▸ **Given task a**
Scale every point coordinate in the rows below by 2.15, rounding to whole numbers with halves going up. Reproduce the stretch from the row containing "Exercise. Point out the mint" through the end of the rows, keeping the labeling lines unchanged and giving nothing else.

▸ **Text to read**
-- Start --
On 03/16/2018 08:47 PM, John Hubbard wrote:
> On 03/16/2018 07:36 PM, John Hubbard wrote:
>> On 03/16/2018 12:14 PM, jgli...@redhat.com wrote:
>>> From: Ralph Campbell <rcampb...@nvidia.com>
>>>
>>
>> <snip>
>>
>>> +static void hmm_release(struct mmu_notifier *mn, struct mm_struct *mm)
>>> +{
>>> +   struct hmm *hmm = mm->hmm;
>>> +   struct hmm_mirror *mirror;
>>> +   struct hmm_mirror *mirror_next;
>>> +
>>> +   down_write(&hmm->mirrors_sem);
>>> +   list_for_each_entry_safe(mirror, mirror_next, &hmm->mirrors, list) {
>>> +           list_del_init(&mirror->list);
>>> +           if (mirror->ops->release)
>>> +                   mirror->ops->release(mirror);
>>> +   }
>>> +   up_write(&hmm->mirrors_sem);
>>> +}
>>> +
>>
>> OK, as for actual code review:
>>
>> This part of the locking looks good. However, I think it can race against
>> hmm_mirror_register(), because hmm_mirror_register() will just add a new 
>> mirror regardless.
-- End --
▸ **Given task b**
Transcribe the stretch of the code review message above from "On 03/16/2018 08:47" through "struct mm_struct *mm)", word for word.

▸ **Working data**
-- Start --
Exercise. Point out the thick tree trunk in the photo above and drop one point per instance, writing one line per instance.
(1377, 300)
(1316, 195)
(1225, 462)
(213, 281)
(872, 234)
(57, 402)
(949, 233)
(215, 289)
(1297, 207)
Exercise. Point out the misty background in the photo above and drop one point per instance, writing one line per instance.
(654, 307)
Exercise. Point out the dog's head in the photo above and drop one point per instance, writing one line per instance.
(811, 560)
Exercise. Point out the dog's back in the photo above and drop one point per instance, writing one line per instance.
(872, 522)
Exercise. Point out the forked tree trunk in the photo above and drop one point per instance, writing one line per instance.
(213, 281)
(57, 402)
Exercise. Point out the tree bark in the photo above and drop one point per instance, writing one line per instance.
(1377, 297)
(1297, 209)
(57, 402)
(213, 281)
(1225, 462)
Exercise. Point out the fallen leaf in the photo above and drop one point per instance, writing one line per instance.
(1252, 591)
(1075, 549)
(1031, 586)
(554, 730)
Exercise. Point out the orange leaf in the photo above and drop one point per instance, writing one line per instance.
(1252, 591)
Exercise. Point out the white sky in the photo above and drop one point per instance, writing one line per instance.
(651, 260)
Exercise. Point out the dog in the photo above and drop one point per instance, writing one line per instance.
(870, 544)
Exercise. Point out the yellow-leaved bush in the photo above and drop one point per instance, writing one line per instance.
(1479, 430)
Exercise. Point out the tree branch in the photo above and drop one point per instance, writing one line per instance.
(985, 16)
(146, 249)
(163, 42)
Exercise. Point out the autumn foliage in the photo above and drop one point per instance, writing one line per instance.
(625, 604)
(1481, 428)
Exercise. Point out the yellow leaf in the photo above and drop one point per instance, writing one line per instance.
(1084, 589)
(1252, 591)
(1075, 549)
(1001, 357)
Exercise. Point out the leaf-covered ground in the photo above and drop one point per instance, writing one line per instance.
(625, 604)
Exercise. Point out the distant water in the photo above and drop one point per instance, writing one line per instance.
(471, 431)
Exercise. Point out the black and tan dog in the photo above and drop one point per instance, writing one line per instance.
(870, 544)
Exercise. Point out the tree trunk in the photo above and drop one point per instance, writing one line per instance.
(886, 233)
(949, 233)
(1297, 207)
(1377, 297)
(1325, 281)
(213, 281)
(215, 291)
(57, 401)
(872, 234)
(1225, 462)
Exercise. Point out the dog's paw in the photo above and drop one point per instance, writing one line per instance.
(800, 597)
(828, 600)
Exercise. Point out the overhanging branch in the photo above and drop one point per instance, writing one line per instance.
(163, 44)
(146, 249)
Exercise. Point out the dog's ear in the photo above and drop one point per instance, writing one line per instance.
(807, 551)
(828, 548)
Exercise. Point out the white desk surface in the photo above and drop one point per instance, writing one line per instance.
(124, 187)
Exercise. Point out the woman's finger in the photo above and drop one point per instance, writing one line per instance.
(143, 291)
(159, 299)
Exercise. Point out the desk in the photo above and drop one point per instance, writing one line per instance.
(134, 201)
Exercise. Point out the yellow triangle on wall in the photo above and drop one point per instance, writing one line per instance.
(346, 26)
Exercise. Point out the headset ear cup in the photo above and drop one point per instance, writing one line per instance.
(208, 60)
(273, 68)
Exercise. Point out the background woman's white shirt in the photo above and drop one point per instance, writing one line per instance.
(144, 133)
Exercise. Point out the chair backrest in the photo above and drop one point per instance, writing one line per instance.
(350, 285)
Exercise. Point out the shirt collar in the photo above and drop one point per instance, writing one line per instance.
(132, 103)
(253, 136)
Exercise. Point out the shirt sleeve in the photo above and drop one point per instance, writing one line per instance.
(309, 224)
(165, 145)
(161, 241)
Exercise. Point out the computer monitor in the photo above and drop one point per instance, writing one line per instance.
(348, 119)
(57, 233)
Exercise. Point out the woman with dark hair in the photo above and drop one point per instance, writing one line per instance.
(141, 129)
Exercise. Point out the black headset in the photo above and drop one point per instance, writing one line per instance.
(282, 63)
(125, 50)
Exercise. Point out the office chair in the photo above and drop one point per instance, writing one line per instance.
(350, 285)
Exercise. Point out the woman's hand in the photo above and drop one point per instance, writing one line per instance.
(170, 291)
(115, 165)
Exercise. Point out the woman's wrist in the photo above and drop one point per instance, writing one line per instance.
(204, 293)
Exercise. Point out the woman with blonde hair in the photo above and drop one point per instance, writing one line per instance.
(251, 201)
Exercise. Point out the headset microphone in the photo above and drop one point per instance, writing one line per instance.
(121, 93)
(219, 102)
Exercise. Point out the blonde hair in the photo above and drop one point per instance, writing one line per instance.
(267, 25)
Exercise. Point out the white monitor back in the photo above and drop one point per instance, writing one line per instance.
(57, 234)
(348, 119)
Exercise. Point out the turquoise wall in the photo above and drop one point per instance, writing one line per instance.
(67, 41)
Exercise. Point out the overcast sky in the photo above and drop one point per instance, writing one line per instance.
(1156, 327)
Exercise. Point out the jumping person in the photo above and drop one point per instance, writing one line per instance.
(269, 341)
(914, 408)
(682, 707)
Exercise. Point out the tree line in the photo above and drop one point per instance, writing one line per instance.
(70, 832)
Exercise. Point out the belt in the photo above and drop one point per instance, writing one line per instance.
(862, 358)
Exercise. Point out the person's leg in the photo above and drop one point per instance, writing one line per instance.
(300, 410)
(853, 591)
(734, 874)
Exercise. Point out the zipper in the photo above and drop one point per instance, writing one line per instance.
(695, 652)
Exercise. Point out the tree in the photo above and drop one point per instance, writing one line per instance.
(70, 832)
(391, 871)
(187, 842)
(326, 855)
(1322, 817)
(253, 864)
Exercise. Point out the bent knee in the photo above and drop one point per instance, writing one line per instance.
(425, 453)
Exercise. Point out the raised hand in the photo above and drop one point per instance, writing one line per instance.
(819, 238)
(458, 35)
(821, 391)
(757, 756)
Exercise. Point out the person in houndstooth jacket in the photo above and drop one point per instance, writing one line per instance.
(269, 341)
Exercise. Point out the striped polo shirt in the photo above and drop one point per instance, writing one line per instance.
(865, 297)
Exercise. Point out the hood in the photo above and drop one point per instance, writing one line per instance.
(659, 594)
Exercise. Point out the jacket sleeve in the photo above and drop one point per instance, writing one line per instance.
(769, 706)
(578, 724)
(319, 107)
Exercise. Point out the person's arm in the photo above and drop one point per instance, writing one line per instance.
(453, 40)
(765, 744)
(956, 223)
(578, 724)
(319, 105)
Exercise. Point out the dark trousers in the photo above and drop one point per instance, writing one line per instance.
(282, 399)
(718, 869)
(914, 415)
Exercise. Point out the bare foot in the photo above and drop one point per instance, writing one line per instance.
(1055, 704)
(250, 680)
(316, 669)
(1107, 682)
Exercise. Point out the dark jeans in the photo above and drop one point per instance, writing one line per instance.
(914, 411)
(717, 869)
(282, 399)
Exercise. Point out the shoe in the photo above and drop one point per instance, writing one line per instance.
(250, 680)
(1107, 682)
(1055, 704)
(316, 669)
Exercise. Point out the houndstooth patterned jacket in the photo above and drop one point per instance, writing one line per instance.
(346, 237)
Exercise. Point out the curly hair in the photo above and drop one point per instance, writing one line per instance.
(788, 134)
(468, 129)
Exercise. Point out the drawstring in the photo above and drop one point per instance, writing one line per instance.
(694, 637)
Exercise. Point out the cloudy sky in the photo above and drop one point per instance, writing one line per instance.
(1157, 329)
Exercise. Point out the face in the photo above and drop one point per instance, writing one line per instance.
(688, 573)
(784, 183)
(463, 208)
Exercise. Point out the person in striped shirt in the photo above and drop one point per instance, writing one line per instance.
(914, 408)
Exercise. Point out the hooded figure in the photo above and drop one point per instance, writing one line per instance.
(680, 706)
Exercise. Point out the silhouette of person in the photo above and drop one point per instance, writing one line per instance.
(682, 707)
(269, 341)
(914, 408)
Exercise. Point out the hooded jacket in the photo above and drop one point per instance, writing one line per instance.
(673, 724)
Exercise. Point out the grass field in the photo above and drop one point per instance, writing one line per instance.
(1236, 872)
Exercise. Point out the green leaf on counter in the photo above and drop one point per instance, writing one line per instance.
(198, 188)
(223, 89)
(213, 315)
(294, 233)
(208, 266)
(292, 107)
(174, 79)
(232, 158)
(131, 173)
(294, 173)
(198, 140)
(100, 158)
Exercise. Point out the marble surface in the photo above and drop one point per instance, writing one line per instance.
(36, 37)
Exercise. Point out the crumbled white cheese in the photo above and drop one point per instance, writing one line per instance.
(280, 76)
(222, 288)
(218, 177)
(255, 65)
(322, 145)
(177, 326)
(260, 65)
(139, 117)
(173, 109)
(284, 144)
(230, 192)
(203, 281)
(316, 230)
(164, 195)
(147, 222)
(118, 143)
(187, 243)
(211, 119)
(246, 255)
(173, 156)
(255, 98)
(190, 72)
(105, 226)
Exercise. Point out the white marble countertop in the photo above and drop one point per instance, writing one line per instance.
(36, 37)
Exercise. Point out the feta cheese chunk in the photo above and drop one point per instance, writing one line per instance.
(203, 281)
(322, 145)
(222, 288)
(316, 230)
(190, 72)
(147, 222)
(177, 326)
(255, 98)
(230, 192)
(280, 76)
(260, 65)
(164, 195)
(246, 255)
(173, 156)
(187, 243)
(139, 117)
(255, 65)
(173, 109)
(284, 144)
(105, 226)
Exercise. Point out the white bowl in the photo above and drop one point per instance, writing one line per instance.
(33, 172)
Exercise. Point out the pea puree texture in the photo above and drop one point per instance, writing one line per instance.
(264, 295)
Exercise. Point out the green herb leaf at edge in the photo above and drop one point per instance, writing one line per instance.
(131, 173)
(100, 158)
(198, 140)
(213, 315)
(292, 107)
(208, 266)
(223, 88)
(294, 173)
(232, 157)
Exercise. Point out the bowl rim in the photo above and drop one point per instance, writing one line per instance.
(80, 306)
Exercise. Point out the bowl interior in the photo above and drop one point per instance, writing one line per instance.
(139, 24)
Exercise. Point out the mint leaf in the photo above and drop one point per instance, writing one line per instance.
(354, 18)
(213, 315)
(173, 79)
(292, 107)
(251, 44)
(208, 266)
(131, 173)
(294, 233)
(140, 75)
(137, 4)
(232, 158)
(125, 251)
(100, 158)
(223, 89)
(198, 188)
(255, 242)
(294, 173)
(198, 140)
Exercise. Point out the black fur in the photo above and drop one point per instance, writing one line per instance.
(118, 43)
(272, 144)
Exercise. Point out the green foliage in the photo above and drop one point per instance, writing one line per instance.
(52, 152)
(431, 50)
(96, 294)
-- End --
▸ **Full answer a**
Exercise. Point out the mint leaf in the photo above and drop one point per instance, writing one line per instance.
(761, 39)
(458, 677)
(372, 170)
(628, 230)
(540, 95)
(447, 572)
(282, 372)
(632, 501)
(301, 161)
(295, 9)
(499, 340)
(269, 540)
(215, 340)
(479, 191)
(426, 404)
(548, 520)
(632, 372)
(426, 301)
Exercise. Point out the black fur in the photo above and drop one point per instance, writing one line per instance.
(254, 92)
(585, 310)
Exercise. Point out the green foliage in the photo above and drop one point per instance, writing one line per instance.
(112, 327)
(927, 108)
(206, 632)

▸ **Full answer b**
On 03/16/2018 08:47 PM, John Hubbard wrote:
> On 03/16/2018 07:36 PM, John Hubbard wrote:
>> On 03/16/2018 12:14 PM, jgli...@redhat.com wrote:
>>> From: Ralph Campbell <rcampb...@nvidia.com>
>>>
>>
>> <snip>
>>
>>> +static void hmm_release(struct mmu_notifier *mn, struct mm_struct *mm)